**Cuplikan Halaman:**
- - - -

TUGAS PENGANTAR BISNIS
MINGGU KE 10
KELOMPOK :
• Indri Agustian F (23212717)
• Mega Nirmala P (24212514)
• Tiara Diana Y (27212369)
• Desi Aulia S (21212885)
• Dwi Catur A (22212277)
KELAS : 1EB19
Minggu 10
Pertanyaan
1. Sebutkan langkah-langkah perusahaan dalam merekrut karyawan / pegawai?
2. Sebutkan apa yang dimaksud dengan out sourching dan bagaimana perkembangannya di Indonesia ?
3. Sebutkan hukum-hukum yang mengatur hubungan antara tenaga kerja dan manajer?
Jawaban
1. Langkah-langkah Merekrut Karyawan
Umumnya, para pengusaha pasti akan menyebarkan informasi bahwa bisnis
yang sedang dijalankannya sedang membutuhkan tenaga tambahan. Menjaring
wajah baru bisa melalui beragam cara. Contohnya, melalui iklan,
perusahaan pencari tenaga kerja, lembaga pendidikan, organisasi buruh,
dan sebagainya. Perusahaan juga memilih lebih dari satu metode,
tergantung dari situasi dan kondisi yang terjadi saat itu.

- - - -

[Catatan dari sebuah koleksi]

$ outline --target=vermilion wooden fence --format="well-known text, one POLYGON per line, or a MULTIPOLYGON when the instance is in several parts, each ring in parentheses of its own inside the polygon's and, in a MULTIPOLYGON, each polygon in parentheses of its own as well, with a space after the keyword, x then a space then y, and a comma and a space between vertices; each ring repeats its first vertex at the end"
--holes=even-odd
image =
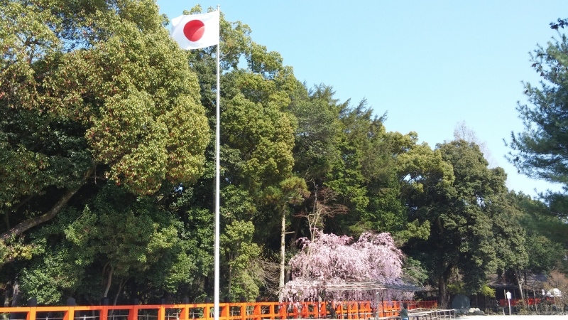
MULTIPOLYGON (((437 305, 429 302, 407 302, 409 309, 417 307, 432 308, 437 305), (426 302, 426 303, 425 303, 426 302)), ((279 304, 278 302, 220 303, 220 320, 263 320, 285 319, 366 319, 378 316, 398 316, 399 302, 384 302, 378 309, 371 307, 369 302, 302 302, 279 304)), ((62 319, 76 320, 211 320, 213 319, 213 304, 133 304, 126 306, 21 306, 0 307, 0 314, 14 314, 11 319, 43 320, 62 319), (50 316, 49 314, 51 314, 50 316), (60 316, 56 316, 58 314, 60 316)))

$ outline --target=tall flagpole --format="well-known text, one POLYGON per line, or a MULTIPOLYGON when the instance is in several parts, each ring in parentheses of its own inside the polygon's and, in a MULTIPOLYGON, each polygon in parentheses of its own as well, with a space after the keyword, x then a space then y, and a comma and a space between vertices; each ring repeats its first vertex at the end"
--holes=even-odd
MULTIPOLYGON (((219 5, 217 5, 217 11, 219 11, 219 5)), ((220 23, 220 18, 221 13, 219 12, 219 23, 220 23)), ((220 37, 220 34, 219 34, 220 37)), ((219 40, 219 43, 217 43, 217 129, 216 129, 216 134, 215 134, 215 249, 214 249, 214 277, 215 279, 214 280, 214 285, 213 285, 213 319, 214 320, 219 320, 219 193, 221 189, 221 178, 220 178, 220 169, 219 166, 221 166, 220 164, 221 161, 219 160, 219 144, 221 140, 221 127, 219 125, 220 122, 220 117, 219 114, 221 113, 221 108, 219 107, 219 100, 221 99, 220 95, 220 81, 219 81, 219 48, 221 46, 221 39, 219 40)))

- - - -

**Ketentuan Tugas 1:** Menurut cuplikan halaman, melalui cara apa saja wajah baru bisa dijaring?
**Ketentuan Tugas 2:** Masukkan semua baris catatan dari koleksi ke dalam daftar bernomor dan lewati baris yang kosong. Jangan sertakan gambar dalam jawaban.
Catatan tersebut sama sekali tidak berkaitan dengan cuplikan halaman.

**Jawaban Lengkap 1:** Melalui iklan, perusahaan pencari tenaga kerja, lembaga pendidikan, organisasi buruh, dan sebagainya.

**Jawaban Lengkap 2:**
1. $ outline --target=vermilion wooden fence --format="well-known text, one POLYGON per line, or a MULTIPOLYGON when the instance is in several parts, each ring in parentheses of its own inside the polygon's and, in a MULTIPOLYGON, each polygon in parentheses of its own as well, with a space after the keyword, x then a space then y, and a comma and a space between vertices; each ring repeats its first vertex at the end"
2. --holes=even-odd
3. image =
4. MULTIPOLYGON (((437 305, 429 302, 407 302, 409 309, 417 307, 432 308, 437 305), (426 302, 426 303, 425 303, 426 302)), ((279 304, 278 302, 220 303, 220 320, 263 320, 285 319, 366 319, 378 316, 398 316, 399 302, 384 302, 378 309, 371 307, 369 302, 302 302, 279 304)), ((62 319, 76 320, 211 320, 213 319, 213 304, 133 304, 126 306, 21 306, 0 307, 0 314, 14 314, 11 319, 43 320, 62 319), (50 316, 49 314, 51 314, 50 316), (60 316, 56 316, 58 314, 60 316)))
5. $ outline --target=tall flagpole --format="well-known text, one POLYGON per line, or a MULTIPOLYGON when the instance is in several parts, each ring in parentheses of its own inside the polygon's and, in a MULTIPOLYGON, each polygon in parentheses of its own as well, with a space after the keyword, x then a space then y, and a comma and a space between vertices; each ring repeats its first vertex at the end"
6. --holes=even-odd
7. MULTIPOLYGON (((219 5, 217 5, 217 11, 219 11, 219 5)), ((220 23, 220 18, 221 13, 219 12, 219 23, 220 23)), ((220 37, 220 34, 219 34, 220 37)), ((219 40, 219 43, 217 43, 217 129, 216 129, 216 134, 215 134, 215 249, 214 249, 214 277, 215 279, 214 280, 214 285, 213 285, 213 319, 214 320, 219 320, 219 193, 221 189, 221 178, 220 178, 220 169, 219 166, 221 166, 220 164, 221 161, 219 160, 219 144, 221 140, 221 127, 219 125, 220 122, 220 117, 219 114, 221 113, 221 108, 219 107, 219 100, 221 99, 220 95, 220 81, 219 81, 219 48, 221 46, 221 39, 219 40)))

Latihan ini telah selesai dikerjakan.